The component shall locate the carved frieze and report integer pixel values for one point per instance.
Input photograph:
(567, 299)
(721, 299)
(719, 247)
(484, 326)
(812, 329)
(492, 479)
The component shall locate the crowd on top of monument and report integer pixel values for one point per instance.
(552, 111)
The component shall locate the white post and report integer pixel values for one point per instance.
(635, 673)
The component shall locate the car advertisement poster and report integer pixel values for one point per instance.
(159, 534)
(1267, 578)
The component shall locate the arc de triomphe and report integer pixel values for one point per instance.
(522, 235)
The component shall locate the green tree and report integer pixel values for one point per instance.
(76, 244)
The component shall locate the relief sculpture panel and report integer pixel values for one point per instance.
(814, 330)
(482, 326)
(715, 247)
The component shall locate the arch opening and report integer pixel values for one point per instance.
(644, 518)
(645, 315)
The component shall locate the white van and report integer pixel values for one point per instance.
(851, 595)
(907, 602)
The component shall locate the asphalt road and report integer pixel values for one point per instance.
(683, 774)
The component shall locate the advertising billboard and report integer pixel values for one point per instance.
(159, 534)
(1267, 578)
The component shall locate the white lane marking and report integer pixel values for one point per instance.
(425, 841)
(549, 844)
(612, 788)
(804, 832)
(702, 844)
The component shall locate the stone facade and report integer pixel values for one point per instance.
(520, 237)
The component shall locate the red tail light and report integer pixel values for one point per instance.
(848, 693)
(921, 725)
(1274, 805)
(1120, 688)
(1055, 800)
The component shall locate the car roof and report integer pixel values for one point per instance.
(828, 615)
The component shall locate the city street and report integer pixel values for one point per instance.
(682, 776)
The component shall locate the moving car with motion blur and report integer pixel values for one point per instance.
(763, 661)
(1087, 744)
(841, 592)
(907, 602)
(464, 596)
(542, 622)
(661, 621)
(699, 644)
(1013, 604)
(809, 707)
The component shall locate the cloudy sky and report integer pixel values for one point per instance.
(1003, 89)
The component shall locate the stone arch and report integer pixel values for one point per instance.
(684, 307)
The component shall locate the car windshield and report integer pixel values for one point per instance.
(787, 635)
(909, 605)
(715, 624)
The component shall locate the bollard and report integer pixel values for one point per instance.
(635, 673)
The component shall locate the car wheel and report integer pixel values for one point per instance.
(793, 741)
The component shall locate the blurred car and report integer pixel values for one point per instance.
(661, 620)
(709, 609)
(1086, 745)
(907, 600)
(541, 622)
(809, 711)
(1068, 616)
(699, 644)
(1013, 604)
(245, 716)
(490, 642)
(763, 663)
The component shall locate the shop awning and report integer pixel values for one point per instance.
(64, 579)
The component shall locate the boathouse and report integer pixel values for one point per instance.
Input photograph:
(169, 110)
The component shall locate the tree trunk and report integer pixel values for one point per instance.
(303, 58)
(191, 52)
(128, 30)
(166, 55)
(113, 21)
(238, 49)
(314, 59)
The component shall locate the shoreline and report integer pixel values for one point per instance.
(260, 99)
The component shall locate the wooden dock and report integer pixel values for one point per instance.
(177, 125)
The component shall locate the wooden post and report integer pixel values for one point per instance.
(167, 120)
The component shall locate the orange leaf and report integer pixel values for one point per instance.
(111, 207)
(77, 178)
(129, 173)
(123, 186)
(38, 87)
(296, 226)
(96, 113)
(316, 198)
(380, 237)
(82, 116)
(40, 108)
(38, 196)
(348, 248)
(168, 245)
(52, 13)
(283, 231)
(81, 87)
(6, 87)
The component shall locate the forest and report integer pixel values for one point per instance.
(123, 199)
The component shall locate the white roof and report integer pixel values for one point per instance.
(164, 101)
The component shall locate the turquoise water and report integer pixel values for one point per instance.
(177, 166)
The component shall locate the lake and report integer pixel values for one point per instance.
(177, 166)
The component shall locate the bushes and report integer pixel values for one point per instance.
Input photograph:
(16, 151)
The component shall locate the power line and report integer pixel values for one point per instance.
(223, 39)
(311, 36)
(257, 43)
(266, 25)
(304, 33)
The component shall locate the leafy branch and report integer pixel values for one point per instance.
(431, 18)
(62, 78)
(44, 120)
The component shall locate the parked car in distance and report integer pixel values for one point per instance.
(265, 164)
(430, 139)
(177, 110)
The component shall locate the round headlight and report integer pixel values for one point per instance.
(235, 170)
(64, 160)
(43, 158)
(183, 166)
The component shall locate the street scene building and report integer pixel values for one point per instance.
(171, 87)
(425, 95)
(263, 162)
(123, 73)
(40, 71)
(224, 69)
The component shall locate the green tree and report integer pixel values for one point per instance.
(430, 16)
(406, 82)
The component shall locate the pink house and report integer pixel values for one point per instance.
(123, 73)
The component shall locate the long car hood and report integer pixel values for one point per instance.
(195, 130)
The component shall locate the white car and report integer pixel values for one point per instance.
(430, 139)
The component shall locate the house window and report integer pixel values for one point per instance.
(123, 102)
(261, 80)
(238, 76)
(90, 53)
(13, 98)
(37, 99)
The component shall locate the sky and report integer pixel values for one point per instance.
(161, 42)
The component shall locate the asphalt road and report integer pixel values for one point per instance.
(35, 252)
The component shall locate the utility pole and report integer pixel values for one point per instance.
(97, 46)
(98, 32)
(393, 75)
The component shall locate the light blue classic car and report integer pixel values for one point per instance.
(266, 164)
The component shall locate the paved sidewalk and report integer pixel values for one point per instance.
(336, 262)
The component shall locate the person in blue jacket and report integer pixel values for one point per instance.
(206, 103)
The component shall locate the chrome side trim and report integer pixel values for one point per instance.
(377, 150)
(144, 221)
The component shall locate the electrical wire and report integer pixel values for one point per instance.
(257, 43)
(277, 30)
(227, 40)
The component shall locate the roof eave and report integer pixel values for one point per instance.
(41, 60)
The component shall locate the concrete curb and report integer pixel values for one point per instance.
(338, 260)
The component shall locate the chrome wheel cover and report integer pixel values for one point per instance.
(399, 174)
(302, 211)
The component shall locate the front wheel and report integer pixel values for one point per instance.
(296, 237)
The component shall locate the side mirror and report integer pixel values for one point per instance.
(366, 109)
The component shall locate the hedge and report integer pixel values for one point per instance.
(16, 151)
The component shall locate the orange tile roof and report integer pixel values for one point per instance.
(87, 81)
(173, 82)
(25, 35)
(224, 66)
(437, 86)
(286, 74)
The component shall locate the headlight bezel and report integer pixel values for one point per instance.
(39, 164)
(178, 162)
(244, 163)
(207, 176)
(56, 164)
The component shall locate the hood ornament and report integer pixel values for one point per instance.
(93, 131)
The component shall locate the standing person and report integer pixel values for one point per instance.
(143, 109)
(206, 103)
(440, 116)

> EXERCISE DESCRIPTION:
Retype the data in full, and keep every line identical to the original.

> YOUR RESPONSE:
The component shall locate the carved frieze and report integer pixel values for one point per instance.
Input photograph:
(567, 299)
(721, 299)
(719, 247)
(484, 326)
(812, 329)
(492, 479)
The component shall locate the crowd on top of monument and report integer pixel values for one point per instance.
(552, 111)
The component shall locate the white post and report integer pixel values for one point per instance.
(635, 673)
The component shall locate the car advertisement poster and report integer pixel values for one point per instance.
(159, 534)
(1267, 578)
The component shall locate the arc de triomphe and report integer pixel values for one point per instance.
(522, 235)
The component shall locate the green tree and report integer pixel values for one point per instance.
(76, 244)
The component shall locate the relief sculpture panel and report integer pixel values for one point per instance.
(814, 330)
(482, 326)
(715, 247)
The component shall locate the arch opening and report integer pixel values for one point per instance.
(644, 518)
(645, 315)
The component shall locate the white van and report integer pixel values for one point per instance.
(851, 595)
(907, 602)
The component shall locate the asphalt road and report integer pixel values for one point per instance.
(683, 774)
The component shall locate the advertising billboard and report integer pixel values for one point per instance.
(159, 534)
(1267, 578)
The component shall locate the white lane marking and report integer pixel values for one point per instance.
(425, 841)
(549, 844)
(612, 788)
(804, 832)
(702, 844)
The component shall locate the stone facade and report integer pixel values for one point per instance.
(520, 237)
The component shall locate the red tail light and report integer pixel values for one point per instance.
(848, 693)
(921, 725)
(1274, 805)
(1120, 688)
(1055, 800)
The component shall locate the car roof and report integer pixel values for one point per instance.
(828, 615)
The component shall locate the city street and report integer pixel values for one point per instance.
(682, 776)
The component shall locate the moving car with motion blur and report integer pixel values for one point per instance.
(763, 661)
(1087, 744)
(841, 592)
(907, 602)
(464, 596)
(542, 622)
(661, 621)
(699, 644)
(1013, 604)
(809, 707)
The component shall locate the cloudy sky and report integer pixel values for one point per instance.
(1003, 89)
The component shall locate the stone arch and report integer pixel values for one point per instance.
(684, 307)
The component shall locate the car windshield and report integer pixel values for one point per instance.
(787, 635)
(909, 605)
(715, 624)
The component shall locate the bollard and report integer pixel values for one point per instance.
(635, 673)
The component shall locate the car wheel and report integer pixel values for one point per instance.
(793, 741)
The component shall locate the blurred car and report integer pixel values for one point per instance.
(661, 620)
(709, 609)
(1086, 745)
(907, 600)
(541, 622)
(809, 711)
(1068, 616)
(699, 644)
(1013, 604)
(245, 716)
(490, 642)
(763, 663)
The component shall locate the shop awning and report integer pixel values for one point per instance.
(64, 579)
The component shall locate the boathouse and report integer pixel values for one point per instance.
Input photograph:
(169, 110)
The component shall locate the tree trunk and report integer pixel values for one point per instance.
(303, 58)
(191, 52)
(128, 30)
(166, 55)
(113, 21)
(238, 49)
(314, 59)
The component shall locate the shoreline and report integer pixel values for one point per instance.
(260, 99)
The component shall locate the wooden dock and report integer pixel values for one point per instance.
(177, 125)
The component shall locate the wooden post and report integer pixel values for one point per instance.
(167, 120)
The component shall locate the orange leaf and report integer pixel values for one point per instance.
(111, 207)
(77, 178)
(129, 173)
(123, 186)
(38, 87)
(296, 226)
(96, 113)
(316, 198)
(380, 237)
(82, 116)
(40, 108)
(38, 196)
(348, 248)
(168, 245)
(52, 13)
(283, 231)
(81, 87)
(6, 87)
The component shall locate the forest and report integer pixel values for one point per instance.
(123, 199)
The component shall locate the white roof and report integer pixel values for one point per instance.
(164, 101)
The component shall locate the turquoise water and report integer pixel values for one point per instance.
(177, 166)
The component shall locate the lake and report integer pixel values for one point per instance.
(177, 166)
The component shall locate the bushes and report integer pixel values for one point per instance.
Input photograph:
(16, 151)
The component shall locate the power line and report integer pixel values for one point per instance.
(223, 39)
(311, 36)
(257, 43)
(266, 25)
(304, 33)
The component shall locate the leafy branch and report integer pixel values for one point per instance.
(431, 18)
(62, 78)
(44, 120)
The component shall locate the parked car in distance and report integer pixel values for one point per instance.
(265, 164)
(430, 139)
(177, 110)
The component shall locate the round headlight and report integer pixel values for one point per instance.
(235, 170)
(64, 160)
(43, 158)
(183, 166)
The component shall locate the street scene building and report integer pixel values for one point per instance.
(171, 87)
(425, 95)
(263, 162)
(123, 73)
(40, 71)
(224, 69)
The component shall locate the green tree and report integer pixel values for one point per instance.
(430, 16)
(406, 82)
The component shall locate the pink house and report integer pixel values for one point per instance.
(123, 73)
The component shall locate the long car hood and report integer pixel values for one point per instance.
(195, 130)
The component shall locate the white car and report integer pixel values for one point per instance.
(430, 139)
The component shall locate the house window and report integer pixel values for one point per instance.
(123, 102)
(261, 80)
(238, 76)
(90, 53)
(13, 98)
(37, 99)
The component shall locate the sky and report integer pixel values for one point per instance.
(161, 42)
The component shall locate the asphalt road and report integer pixel values for one point per instance.
(35, 252)
The component shall locate the utility pole and report integer pixel values for one point per instance.
(97, 46)
(98, 32)
(393, 75)
The component shall locate the light blue classic car and report integer pixel values for one point per instance.
(266, 164)
The component shall locate the paved sidewalk and report integer pixel values for one point per instance.
(336, 262)
The component shall locate the person in blue jacket and report integer pixel values for one point per instance.
(206, 103)
The component shall locate the chrome side trim and report integer pixel values for one point per instance.
(377, 150)
(144, 221)
The component shall locate the electrical wire and report integer pixel values for one point per instance.
(257, 43)
(277, 30)
(227, 40)
The component shall locate the roof eave and report integer pixel values for one point per instance.
(41, 60)
The component shall locate the concrete curb and report integer pixel values for one point per instance.
(338, 260)
The component shall locate the chrome wheel cover and report integer pixel values for one point per instance.
(399, 174)
(302, 211)
The component shall locate the front wheel and report integer pixel values for one point per instance.
(296, 237)
The component shall locate the side mirror and report integer pixel values for one point per instance.
(366, 109)
The component shall locate the hedge and report integer pixel values for one point per instance.
(16, 151)
The component shall locate the orange tile roof and report integer pixel values for one point per instance.
(87, 81)
(173, 82)
(25, 35)
(224, 66)
(437, 86)
(286, 74)
The component shall locate the headlight bezel and report integer pixel values for one point per instance.
(39, 164)
(178, 162)
(244, 163)
(207, 176)
(56, 164)
The component shall locate the hood ornament and report integer pixel values for one point per instance.
(93, 131)
The component shall locate the standing person and report integer pixel values for one point per instance.
(143, 109)
(206, 103)
(440, 116)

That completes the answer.